▶ _What to produce_:
Quote everything in the advertising text from "Now, I'm in" down to "for commercial gain.".
------ Excerpt to read
Now, I'm in favour of information. Times and places of plays and movies, lists of new products, books and records. Information - just give me the facts. But advertising is misinformation in the service of profit. Advertising is brainwashing for commercial gain.

These days even advertising is being advertised. It's promoted as the new "art form". There are Media pages in the broadsheets which seriously discuss the comparative merits of a heap of trash about jeans and a pack of lies about soap. I remember some dewy-eyed art students in Edinburgh telling me that they were going into advertising because it is "an Art". I pointed out that art is the pursuit of truth. Advertising is the pursuit of money. They smiled. They thought it was quite a good slogan.

But the whole world is being invaded by advertising - and most people seem to be happy collaborators. Look at our soccer players, wearing stupid adverts for electrical goods and lager. Look at our teenagers, flaunting the name-tags or logos of those who sell them togs at sky-high "designer" prices. Look at our A, B and C citizens, paying for the privilege of being walking poster sites - wearing T-shirts proclaiming their loyalty to New York or Bangkok or some pissy beer. And now - billboards in schools? Schools are supposed to be places in which the truth is explored and revealed. I feel like Diogenes snarling from my barrel at a brilliant parade of drivel.

How witty, how stylish the TV commercials are! Of course - they're made by fine actors, writers, composers and directors - the best creative talents money can buy. Of course - their budgets are 100 times bigger per minute than any non-commercial programme, or any movie of integrity. Why not have adverts in churches, chapels and cathedrals? After all, a stained- glass window is a poster for a saint, a spire is an advertisement for God and a crucifix is Christ's personal logo.

No. I'd be happiest if all advertisements could be confined to the lavatories of banks and palaces. Until that day, I suggest a new improved advertising tax. A sum representing 100 per cent of the budget of every commercial, poster or press advertisement should be paid into a fund to eradicate poverty, all around the world.
------------
------ Data extract
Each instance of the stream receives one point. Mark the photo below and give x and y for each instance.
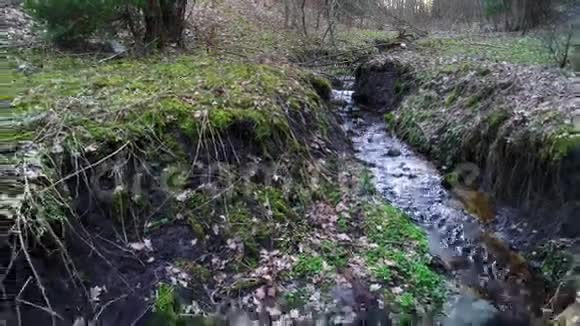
------------
▶ _Result_:
Now, I'm in favour of information. Times and places of plays and movies, lists of new products, books and records. Information - just give me the facts. But advertising is misinformation in the service of profit. Advertising is brainwashing for commercial gain.